**Exercise requirements**
A. Say whether each statement agrees with the passage on faith and doubt, answering yes or no and quoting the words of the passage that decide it. (i) Tim Costello holds that the opposite of faith is indifference. (ii) The writer sees no place at all for dogma. (iii) T.S. Eliot claims that faith is needed where certainty exists.
B. Please extend the passage on faith and doubt, starting after its final sentence.
[[ Document segment open ]]
There was a time when I naïvely equated certainty with intelligence and religious faith, and conversely, doubt with ignorance and a lack of faith. Doubt is not the opposite of faith. “Faith and doubt are Siamese Twins,” says Baptist Minister, Tim Costello. For him, the opposite of faith is indifference. “Clearly faith is not needed where certainty exists,” claims T.S. Eliot, “but only in situations where doubt is possible, even present.”

Of course, there is a place for dogma, but like Richard Holloway, I am wary whenever I encounter dogmatism in the Church. When the Church is so precisely certain what God and Jesus want in regard to women, divorced people who remarry, homosexuals and married clergy, any semblance of fruitful dialogue on these issues, for the sake of the Church and for the sake of the world, is impossible. Church documents continue to invoke God to justify the exclusion of those who are not male, clerical or celibate in full participation in the life of the institutional Church.

I react when my Church seems more concerned with institutional maintenance and clerically defined codes of exclusion than with Jesus’ vision and passion for humanity and the individual. The Sabbath, Jesus said, was made for “man”, rather than “man” being made for the Sabbath. Jesus always gave precedence to the individual over the institution. If the Church were less certain and more open to doubting itself and questioning its motivations, it would privilege dialogue over decree, listening over lecturing and the Gospel over hierarchical governance.
[[ Document segment closed ]]
[[ Dataset content open ]]
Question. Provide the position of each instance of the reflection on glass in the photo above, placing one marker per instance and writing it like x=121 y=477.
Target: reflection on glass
[[ Dataset content closed ]]
**Exercise responses**
A.
(i) Yes: "For him, the opposite of faith is indifference."
(ii) No: "Of course, there is a place for dogma"
(iii) No: "Clearly faith is not needed where certainty exists"

B.
My Church, the Catholic Church, with evidence of creeping infallibility, is particularly vulnerable to the certainty mindset. A case in point. This year marks not only the fiftieth anniversary of the beginning of the Second Vatican Council, but also the fiftieth anniversary of the establishment of the Papal Birth Control Commission. Pope Paul VI, as we know, rejected the Commission’s majority report in favour of a minority in writing his encyclical, Humanae Vitae. What is less well known is that the reasoning of the minority report was not on moral, ethical or theological grounds, but that any change in the Church’s “official teaching” regarding birth control would call into question the basic authority of the “official teachers”, who, it would seem, had to be seen to be right. In the current “stoush” with religious women in the United States, I don’t see evidence that the Vatican’s stance has changed.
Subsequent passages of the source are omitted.